• _GOAL_:
Please reproduce, character for character, the lines of the entries below from the line that contains "out the yellow" through the line that contains "[(189, 296)]", including both of those lines and nothing else.

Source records
------------------------

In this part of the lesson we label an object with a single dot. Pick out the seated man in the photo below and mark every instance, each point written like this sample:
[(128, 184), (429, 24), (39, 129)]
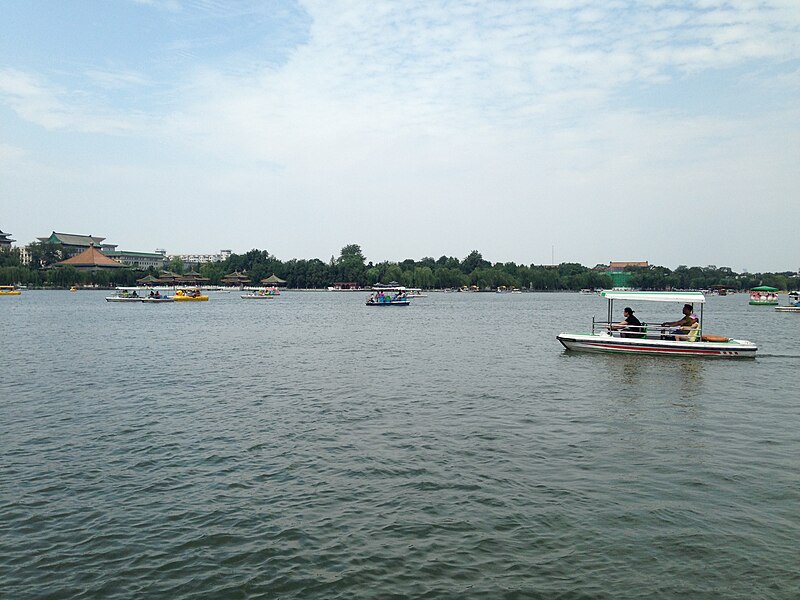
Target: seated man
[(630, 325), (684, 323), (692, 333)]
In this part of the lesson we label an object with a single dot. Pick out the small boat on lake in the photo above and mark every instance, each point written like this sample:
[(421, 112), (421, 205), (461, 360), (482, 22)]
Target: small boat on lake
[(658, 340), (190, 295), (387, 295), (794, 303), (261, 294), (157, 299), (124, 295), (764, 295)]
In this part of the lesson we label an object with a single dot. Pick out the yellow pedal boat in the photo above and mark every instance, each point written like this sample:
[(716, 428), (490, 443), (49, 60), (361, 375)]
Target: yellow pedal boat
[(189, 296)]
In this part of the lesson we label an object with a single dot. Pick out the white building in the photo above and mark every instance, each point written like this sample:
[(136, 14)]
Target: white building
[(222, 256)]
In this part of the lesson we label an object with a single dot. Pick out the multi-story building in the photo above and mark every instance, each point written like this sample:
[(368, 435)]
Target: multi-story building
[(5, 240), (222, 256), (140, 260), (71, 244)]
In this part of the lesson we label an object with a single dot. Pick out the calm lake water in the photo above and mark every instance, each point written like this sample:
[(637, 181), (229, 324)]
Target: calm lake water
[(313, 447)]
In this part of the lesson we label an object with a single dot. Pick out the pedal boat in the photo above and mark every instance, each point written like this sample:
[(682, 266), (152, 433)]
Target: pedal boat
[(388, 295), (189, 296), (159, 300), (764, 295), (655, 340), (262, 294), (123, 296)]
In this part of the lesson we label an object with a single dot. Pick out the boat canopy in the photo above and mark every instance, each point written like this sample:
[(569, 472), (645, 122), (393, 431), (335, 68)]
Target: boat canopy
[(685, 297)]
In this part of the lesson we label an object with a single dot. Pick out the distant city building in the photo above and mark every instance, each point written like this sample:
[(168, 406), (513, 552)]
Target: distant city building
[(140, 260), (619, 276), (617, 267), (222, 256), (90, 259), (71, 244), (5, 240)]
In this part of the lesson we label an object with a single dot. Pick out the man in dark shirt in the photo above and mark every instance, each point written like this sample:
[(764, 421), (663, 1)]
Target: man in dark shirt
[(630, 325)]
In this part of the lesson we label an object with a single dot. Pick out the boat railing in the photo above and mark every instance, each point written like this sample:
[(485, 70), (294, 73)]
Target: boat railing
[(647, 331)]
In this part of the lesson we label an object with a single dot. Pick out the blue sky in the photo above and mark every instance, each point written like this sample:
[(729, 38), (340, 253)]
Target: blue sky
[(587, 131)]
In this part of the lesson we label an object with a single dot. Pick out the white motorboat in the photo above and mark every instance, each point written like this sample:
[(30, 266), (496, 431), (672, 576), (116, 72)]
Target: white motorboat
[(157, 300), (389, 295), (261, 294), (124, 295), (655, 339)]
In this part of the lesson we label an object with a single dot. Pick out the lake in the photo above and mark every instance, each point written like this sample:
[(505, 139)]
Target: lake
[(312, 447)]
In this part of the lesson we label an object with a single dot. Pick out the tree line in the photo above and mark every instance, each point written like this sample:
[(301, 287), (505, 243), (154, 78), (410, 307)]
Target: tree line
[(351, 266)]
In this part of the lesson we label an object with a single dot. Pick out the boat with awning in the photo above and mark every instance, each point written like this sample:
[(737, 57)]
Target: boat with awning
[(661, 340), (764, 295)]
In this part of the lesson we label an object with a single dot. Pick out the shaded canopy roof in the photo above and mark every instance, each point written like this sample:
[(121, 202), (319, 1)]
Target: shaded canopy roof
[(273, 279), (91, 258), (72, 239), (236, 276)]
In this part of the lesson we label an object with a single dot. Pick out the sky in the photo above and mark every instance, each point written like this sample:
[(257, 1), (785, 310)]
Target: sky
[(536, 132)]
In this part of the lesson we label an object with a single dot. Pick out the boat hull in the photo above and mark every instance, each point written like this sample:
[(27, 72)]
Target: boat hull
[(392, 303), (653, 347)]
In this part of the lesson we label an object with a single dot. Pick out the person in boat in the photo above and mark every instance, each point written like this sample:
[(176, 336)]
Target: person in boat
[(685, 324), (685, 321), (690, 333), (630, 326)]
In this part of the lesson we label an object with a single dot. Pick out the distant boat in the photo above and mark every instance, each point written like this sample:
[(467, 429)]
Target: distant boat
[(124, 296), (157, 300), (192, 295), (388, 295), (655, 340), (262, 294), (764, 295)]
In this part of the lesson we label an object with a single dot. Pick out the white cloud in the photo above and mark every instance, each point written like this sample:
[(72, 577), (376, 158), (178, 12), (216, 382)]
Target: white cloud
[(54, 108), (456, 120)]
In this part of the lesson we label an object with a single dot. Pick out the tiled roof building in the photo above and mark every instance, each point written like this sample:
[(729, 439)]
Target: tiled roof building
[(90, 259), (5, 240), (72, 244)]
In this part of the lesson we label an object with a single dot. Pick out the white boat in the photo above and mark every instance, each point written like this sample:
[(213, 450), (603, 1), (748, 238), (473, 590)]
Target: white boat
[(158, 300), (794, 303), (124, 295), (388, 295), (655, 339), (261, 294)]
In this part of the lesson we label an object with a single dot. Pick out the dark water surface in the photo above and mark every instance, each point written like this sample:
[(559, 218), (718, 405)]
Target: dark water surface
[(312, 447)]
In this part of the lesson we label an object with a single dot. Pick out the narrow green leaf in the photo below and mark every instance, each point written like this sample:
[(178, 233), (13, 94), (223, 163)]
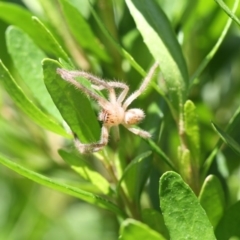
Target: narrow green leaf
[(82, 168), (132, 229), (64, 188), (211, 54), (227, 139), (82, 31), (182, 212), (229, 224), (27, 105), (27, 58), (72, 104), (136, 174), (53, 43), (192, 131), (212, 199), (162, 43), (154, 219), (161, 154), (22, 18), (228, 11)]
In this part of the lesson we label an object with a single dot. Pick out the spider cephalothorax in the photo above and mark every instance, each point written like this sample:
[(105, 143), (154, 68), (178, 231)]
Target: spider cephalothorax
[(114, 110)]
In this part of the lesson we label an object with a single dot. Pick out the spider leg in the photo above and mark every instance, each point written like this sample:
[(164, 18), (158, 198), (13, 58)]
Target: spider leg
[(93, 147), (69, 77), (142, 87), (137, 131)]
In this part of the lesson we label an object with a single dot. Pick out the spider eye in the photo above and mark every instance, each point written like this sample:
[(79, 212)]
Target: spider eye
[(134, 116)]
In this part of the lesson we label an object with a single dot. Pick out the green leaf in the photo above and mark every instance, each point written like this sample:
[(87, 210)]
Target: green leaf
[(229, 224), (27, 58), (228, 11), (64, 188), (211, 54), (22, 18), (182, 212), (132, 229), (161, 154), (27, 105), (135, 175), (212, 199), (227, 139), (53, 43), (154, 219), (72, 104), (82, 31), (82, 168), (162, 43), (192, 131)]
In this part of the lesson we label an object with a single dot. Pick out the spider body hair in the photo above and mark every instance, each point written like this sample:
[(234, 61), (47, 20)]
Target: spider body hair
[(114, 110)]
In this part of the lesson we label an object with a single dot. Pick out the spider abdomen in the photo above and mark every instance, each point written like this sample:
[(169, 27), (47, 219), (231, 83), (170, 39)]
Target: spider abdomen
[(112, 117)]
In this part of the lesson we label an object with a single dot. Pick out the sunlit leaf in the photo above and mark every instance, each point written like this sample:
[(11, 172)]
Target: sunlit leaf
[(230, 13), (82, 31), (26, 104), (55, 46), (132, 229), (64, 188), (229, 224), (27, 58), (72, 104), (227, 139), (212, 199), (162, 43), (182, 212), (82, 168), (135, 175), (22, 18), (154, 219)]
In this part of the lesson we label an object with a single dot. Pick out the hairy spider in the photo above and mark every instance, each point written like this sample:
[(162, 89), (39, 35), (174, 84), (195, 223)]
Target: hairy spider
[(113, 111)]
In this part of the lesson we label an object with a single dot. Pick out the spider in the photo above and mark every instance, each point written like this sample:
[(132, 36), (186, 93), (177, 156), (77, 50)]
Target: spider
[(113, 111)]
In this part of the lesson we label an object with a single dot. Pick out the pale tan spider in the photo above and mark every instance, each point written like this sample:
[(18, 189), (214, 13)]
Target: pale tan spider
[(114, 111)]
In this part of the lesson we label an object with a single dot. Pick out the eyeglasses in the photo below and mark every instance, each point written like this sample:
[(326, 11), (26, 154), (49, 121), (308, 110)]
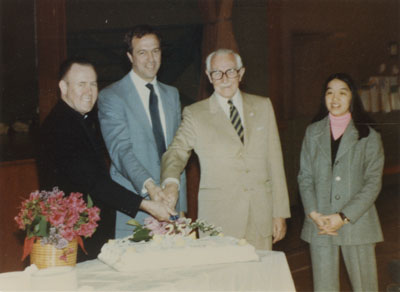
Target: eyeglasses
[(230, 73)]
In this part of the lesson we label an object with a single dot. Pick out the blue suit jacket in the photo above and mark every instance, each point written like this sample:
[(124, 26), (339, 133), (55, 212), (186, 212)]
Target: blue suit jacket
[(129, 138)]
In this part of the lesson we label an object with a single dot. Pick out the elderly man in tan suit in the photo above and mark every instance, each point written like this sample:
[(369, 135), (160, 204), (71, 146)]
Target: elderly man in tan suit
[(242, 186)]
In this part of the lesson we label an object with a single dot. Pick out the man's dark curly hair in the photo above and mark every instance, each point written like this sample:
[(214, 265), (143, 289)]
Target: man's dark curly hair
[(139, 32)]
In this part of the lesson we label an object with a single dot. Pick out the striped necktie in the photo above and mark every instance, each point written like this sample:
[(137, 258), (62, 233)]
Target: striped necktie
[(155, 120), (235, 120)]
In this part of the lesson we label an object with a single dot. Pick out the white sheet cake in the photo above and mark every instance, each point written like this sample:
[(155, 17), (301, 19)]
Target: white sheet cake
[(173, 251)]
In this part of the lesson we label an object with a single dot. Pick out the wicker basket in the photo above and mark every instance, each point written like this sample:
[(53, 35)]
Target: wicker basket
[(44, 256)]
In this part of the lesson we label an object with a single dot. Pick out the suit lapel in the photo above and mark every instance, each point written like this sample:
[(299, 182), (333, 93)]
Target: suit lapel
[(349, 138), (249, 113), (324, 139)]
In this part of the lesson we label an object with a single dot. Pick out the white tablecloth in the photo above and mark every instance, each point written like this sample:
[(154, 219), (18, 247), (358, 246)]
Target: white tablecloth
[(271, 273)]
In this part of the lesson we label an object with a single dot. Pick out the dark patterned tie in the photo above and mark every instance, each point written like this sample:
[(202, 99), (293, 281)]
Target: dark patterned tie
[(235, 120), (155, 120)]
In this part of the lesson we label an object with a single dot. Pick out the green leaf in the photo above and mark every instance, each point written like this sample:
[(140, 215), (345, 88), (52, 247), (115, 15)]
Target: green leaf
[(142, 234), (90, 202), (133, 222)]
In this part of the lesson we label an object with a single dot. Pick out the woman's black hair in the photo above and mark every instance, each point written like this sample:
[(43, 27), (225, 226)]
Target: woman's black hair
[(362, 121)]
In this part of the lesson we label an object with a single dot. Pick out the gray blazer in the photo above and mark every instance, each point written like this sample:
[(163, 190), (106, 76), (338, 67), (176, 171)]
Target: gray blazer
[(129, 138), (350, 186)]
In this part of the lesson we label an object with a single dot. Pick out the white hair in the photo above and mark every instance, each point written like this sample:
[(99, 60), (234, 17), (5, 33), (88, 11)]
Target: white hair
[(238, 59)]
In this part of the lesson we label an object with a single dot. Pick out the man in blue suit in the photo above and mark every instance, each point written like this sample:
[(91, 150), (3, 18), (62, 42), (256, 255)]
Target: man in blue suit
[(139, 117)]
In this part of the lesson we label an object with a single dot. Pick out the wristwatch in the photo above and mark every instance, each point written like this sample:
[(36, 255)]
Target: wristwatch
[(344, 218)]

------------------------

• _WRITTEN RESPONSE_:
In this part of the lesson we label an object with a single dot. Pick out the yellow pedal boat in the photo above and mark every instance, each point written like this sample:
[(716, 428), (490, 443), (49, 60), (361, 375)]
Target: yellow pedal boat
[(189, 296)]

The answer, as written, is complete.